**TEXT EXTRACT**
====
Saturday, December 5, 2015

The Lonely Heart

Today I would like to share some more of my life. Maybe you will see how I got to where I am. Maybe you will find similar things or hopefully warnings to avoid things and people. I'm not perfect and I have certainly made many mistakes in my long journey but I have tried to learn, grow, and be better. Sometimes life has to literally hit me over the head before I take notice but I eventually do.

My life has been a journey through rough mountains and valleys. Ive seen the highest peaks that took my breathe away and the lowest valleys where you could not see the sun.. Ive walked narrow rocky paths that wind along and you never know whats around the corner. I've fallen and had those same rocks shred me.

Still I carry on. I seek what many do. I seek companions for this lonely heart. Oh I've know some wonderful ones in my time. "E" if you are out there your kindness, grace, aide, and certainly beauty did more for me than you ever know. You gave me hope and direction when I needed it most. Yes I did need a good bat over the head on some things but you reached me.
====
**RECORDS PROVIDED**
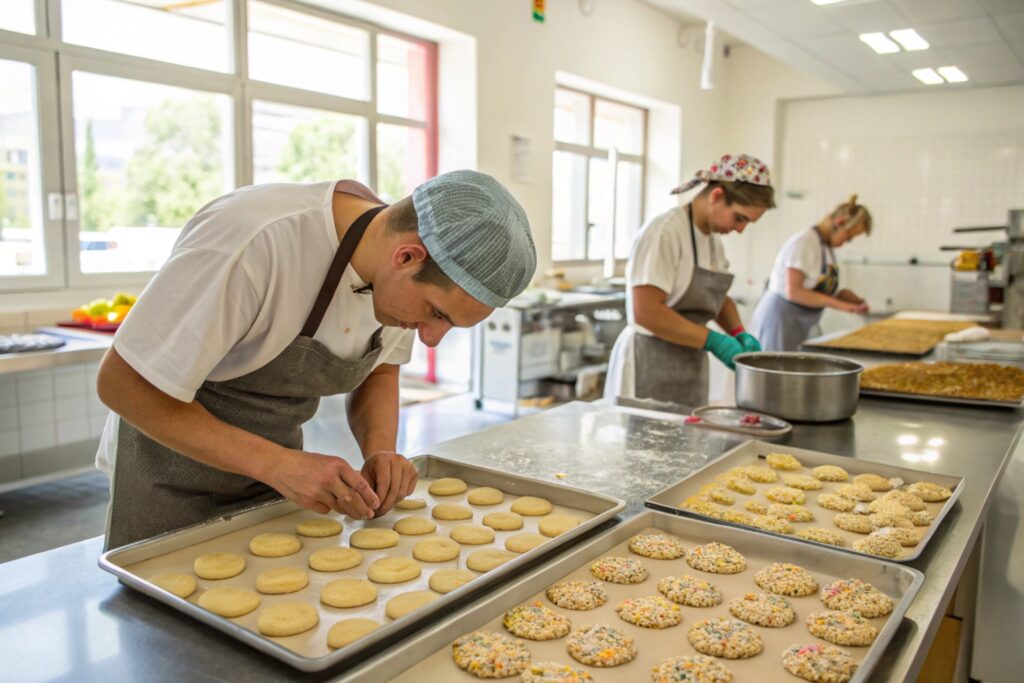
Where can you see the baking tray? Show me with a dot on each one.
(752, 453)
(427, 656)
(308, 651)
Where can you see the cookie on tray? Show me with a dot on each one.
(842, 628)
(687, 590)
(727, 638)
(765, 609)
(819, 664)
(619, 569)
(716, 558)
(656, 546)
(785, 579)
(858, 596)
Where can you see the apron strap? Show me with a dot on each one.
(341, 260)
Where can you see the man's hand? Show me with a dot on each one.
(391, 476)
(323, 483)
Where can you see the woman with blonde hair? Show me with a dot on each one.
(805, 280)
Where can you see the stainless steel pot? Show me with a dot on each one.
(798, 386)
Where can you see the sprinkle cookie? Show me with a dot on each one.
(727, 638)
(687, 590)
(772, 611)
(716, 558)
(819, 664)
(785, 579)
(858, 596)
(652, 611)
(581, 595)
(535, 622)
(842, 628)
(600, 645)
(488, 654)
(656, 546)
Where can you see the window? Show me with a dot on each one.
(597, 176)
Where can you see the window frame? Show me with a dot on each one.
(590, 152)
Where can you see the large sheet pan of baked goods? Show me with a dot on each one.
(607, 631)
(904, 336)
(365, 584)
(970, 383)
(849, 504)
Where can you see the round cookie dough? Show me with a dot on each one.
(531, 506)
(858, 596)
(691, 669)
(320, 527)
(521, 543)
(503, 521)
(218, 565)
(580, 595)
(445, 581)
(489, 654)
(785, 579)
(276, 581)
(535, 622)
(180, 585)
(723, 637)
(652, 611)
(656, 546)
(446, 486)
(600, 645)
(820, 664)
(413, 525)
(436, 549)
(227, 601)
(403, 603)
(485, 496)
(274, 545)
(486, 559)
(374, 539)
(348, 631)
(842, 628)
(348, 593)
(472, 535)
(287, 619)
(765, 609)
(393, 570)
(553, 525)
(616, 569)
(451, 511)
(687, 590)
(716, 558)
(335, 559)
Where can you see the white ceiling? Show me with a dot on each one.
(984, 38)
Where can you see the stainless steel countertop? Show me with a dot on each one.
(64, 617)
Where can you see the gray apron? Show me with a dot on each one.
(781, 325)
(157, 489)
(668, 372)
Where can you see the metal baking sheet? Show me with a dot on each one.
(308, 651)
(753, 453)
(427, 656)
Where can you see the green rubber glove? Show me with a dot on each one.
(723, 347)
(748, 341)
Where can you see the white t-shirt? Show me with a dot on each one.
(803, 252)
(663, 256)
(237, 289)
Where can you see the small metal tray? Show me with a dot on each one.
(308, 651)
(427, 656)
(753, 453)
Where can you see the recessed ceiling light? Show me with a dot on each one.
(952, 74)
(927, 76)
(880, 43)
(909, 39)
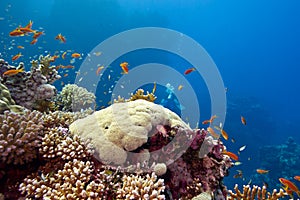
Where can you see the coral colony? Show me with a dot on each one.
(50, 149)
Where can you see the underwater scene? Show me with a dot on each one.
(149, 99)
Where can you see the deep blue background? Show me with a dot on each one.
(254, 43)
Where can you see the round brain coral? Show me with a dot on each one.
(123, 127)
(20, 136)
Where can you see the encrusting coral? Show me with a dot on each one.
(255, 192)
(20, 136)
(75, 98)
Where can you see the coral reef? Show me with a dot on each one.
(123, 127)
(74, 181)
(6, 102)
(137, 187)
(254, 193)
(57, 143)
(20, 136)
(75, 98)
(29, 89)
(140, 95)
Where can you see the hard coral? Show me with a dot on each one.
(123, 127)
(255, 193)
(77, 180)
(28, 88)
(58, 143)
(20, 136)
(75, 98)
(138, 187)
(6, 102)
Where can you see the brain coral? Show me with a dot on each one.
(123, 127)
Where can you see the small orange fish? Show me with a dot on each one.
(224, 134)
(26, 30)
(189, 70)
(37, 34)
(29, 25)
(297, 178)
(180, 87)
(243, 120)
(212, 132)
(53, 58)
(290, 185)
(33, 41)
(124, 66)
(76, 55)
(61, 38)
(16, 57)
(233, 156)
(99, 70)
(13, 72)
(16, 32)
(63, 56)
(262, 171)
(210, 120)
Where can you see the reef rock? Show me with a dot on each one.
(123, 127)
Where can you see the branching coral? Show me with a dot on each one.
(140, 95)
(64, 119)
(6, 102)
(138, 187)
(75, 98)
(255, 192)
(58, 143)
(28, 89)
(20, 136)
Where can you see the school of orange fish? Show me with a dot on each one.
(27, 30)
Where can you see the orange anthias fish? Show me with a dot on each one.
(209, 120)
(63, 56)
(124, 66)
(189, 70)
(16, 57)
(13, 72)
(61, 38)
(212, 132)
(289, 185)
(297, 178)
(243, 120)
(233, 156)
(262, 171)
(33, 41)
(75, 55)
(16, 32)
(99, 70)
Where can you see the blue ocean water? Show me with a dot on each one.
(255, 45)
====
**WHAT TO DO**
**A.** Return the part of the blog post that opens with the words containing "Saturday, December 5, 2015" and closes with "I eventually do.".
**B.** Below the rows, list the qualities of "E" that the writer names in the blog post.
**C.** Extend the blog post about the lonely heart, picking up after its final sentence.

**SOLVED TASKS**
**A.**
Saturday, December 5, 2015

The Lonely Heart

Today I would like to share some more of my life. Maybe you will see how I got to where I am. Maybe you will find similar things or hopefully warnings to avoid things and people. I'm not perfect and I have certainly made many mistakes in my long journey but I have tried to learn, grow, and be better. Sometimes life has to literally hit me over the head before I take notice but I eventually do.

**B.**
kindness
grace
aide
beauty

**C.**
Since I have mentioned "E" allow me to tell you a bit about her. She is one of those special people. Her heart is so beautiful and so is she. Her nature does not let her realize she has it all. Like any of us she has issues but she rises above them with such grace and distinction.

I met her when I was still learning the world. I was fumbling through things trying to understand so much and no one was taking time to help me. Oh I begged some to help and advise but they ignored me. Some even hurt me for it. However she did not.

"E" took me under her wing and taught me. I'm not sure she realized just how lost this soul was when she started and how much work it needed but she started the process. I love her for that. She was truly one of the kindest souls I have ever known. She got the rough me.

She got the me that had not yet recovered from more than a decade of child sexual abuse. When you go through that for so long at such a formative age it takes so much to right your path in life. You have a hurt in you are not sure you can overcome. You are wary of being hurt and sometimes that caution causes more.

I didn't know a lot about social interactions when I met her. But I knew I was lonely and I needed someone be it a friend or love. She was there. Sadly I didn't have the strength at the time to share the heavy burdens of my life with her but I think I would have been safe if I had.

When you have been torn down so much and every person is a suspect in your eyes you make a lot of mistakes. You sabotage a lot of good things and connections with people. You even make poor choices on finding special people.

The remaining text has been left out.